● Provided passage:
------------------------

“This isn’t something I ever thought I was going to do—I never thought about being a professor when I was growing up,” says Dean and Professor Emeritus Bruce Bare, who recently retired after more than 45 years as a faculty member with the School of Environmental and Forest Sciences (SEFS). Yet even if Bare never planned on a life in academia, he certainly embraced the role and flourished in his nearly half a century as a professor.

In measuring his extensive career, the arithmetic looks simple yet encompasses so much more than an accumulation of years. Bare has been part of this school for more than 42 percent of its existence, serving on countless committees and holding leadership roles from director of the Center for Quantitative Science to eight years as dean of the college. He was an early adopter and innovator of computer technologies, and he taught everything from forest management, policy and planning, to operations research, statistics and calculus.

------------------------

● Given information:
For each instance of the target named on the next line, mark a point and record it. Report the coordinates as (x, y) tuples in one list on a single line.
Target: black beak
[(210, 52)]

------------------------

● What you need to do:
A. Translate this sentence from the passage on Bruce Bare's retirement into Spanish: "In measuring his extensive career, the arithmetic looks simple yet encompasses so much more than an accumulation of years."
B. From the passage on Bruce Bare's retirement, copy the part from "In measuring his" to "statistics and calculus." word for word.

● Full answers:
A. Al medir su extensa carrera, la aritmética parece sencilla, pero abarca mucho más que una acumulación de años.

B.
In measuring his extensive career, the arithmetic looks simple yet encompasses so much more than an accumulation of years. Bare has been part of this school for more than 42 percent of its existence, serving on countless committees and holding leadership roles from director of the Center for Quantitative Science to eight years as dean of the college. He was an early adopter and innovator of computer technologies, and he taught everything from forest management, policy and planning, to operations research, statistics and calculus.